* **How to complete this task**: When you write the records again, keep every line exactly as it was.

* **Exercise data**:
☆ ☆ ☆

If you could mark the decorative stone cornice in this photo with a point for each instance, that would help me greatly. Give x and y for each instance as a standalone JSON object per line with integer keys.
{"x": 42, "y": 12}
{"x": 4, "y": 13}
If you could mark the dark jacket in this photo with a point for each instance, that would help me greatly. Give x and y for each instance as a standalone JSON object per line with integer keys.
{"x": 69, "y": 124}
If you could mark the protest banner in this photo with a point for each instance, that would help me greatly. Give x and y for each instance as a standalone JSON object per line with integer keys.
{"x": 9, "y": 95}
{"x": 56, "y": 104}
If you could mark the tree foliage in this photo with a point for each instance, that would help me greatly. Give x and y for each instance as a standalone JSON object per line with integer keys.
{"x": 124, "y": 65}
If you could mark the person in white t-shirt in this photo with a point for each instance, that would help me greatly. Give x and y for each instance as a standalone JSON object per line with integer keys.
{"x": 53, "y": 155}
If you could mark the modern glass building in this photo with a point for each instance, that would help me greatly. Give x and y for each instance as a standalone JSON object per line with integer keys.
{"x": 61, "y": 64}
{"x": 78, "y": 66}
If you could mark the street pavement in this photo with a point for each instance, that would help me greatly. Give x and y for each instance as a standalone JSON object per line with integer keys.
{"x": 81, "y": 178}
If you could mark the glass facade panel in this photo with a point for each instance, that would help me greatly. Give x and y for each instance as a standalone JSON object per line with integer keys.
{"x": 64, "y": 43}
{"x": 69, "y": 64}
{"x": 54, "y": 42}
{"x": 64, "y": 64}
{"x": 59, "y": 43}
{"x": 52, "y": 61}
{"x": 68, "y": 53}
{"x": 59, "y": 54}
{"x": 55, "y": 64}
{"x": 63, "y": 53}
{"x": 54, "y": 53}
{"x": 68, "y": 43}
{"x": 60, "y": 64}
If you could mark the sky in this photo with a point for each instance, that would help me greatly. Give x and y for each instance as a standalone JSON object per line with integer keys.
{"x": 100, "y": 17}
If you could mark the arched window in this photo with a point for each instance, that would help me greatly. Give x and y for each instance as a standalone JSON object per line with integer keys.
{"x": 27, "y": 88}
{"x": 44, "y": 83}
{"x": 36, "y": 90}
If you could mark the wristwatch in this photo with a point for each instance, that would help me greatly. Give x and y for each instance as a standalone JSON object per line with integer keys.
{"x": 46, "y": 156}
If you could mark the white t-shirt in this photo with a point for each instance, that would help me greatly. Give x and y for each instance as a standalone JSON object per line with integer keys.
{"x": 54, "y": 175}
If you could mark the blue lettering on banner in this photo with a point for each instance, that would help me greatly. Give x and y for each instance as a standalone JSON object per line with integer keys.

☆ ☆ ☆

* **Finished task**:
If you could mark the decorative stone cornice in this photo with a point for each instance, that would help me greatly. Give x and y for each instance as a standalone JSON object per line with integer keys.
{"x": 42, "y": 12}
{"x": 4, "y": 13}
If you could mark the dark jacket in this photo with a point for each instance, that would help me greatly. Give x and y for each instance as a standalone JSON object per line with integer keys.
{"x": 69, "y": 124}
If you could mark the protest banner in this photo with a point for each instance, that would help me greatly. Give x and y for each instance as a standalone JSON object per line with integer keys.
{"x": 9, "y": 95}
{"x": 56, "y": 104}
If you could mark the tree foliage in this photo with a point for each instance, that would help me greatly. Give x and y for each instance as a standalone JSON object per line with integer keys.
{"x": 124, "y": 65}
If you could mark the person in white t-shirt in this photo with a point for each instance, that would help me greatly. Give x and y for each instance as a standalone JSON object per line with integer keys.
{"x": 53, "y": 155}
If you could mark the modern glass building in this photo with a point for each instance, that would help me greatly. Give x and y for each instance as a standalone JSON object per line with integer keys.
{"x": 61, "y": 64}
{"x": 78, "y": 66}
If you could mark the street pavement in this photo with a point for each instance, that would help me greatly. Give x and y for each instance as a standalone JSON object per line with integer keys.
{"x": 81, "y": 178}
If you could mark the glass facade panel in this photo with a point for each instance, that would help me greatly. Give x and y for each instance as a standalone JSON object per line with integer keys.
{"x": 64, "y": 43}
{"x": 69, "y": 64}
{"x": 54, "y": 42}
{"x": 64, "y": 64}
{"x": 59, "y": 43}
{"x": 52, "y": 61}
{"x": 68, "y": 53}
{"x": 59, "y": 54}
{"x": 55, "y": 64}
{"x": 63, "y": 53}
{"x": 54, "y": 53}
{"x": 68, "y": 43}
{"x": 60, "y": 64}
If you could mark the sky in this photo with a point for each instance, that would help me greatly. Give x and y for each instance as a standalone JSON object per line with integer keys.
{"x": 100, "y": 17}
If you could mark the arched window in this photo with a point for each instance, that would help me greatly. Give x and y for each instance as a standalone JSON object per line with integer keys.
{"x": 27, "y": 88}
{"x": 44, "y": 83}
{"x": 36, "y": 90}
If you could mark the wristwatch in this photo with a point for each instance, that would help me greatly. Give x and y for each instance as a standalone JSON object per line with integer keys.
{"x": 46, "y": 156}
If you could mark the white t-shirt in this photo with a point for each instance, that would help me greatly. Give x and y for each instance as a standalone JSON object per line with integer keys.
{"x": 54, "y": 175}
If you could mark the blue lettering on banner in this photo with a point for each instance, that would help me greatly. Give x and y for each instance as a standalone JSON object per line with integer keys.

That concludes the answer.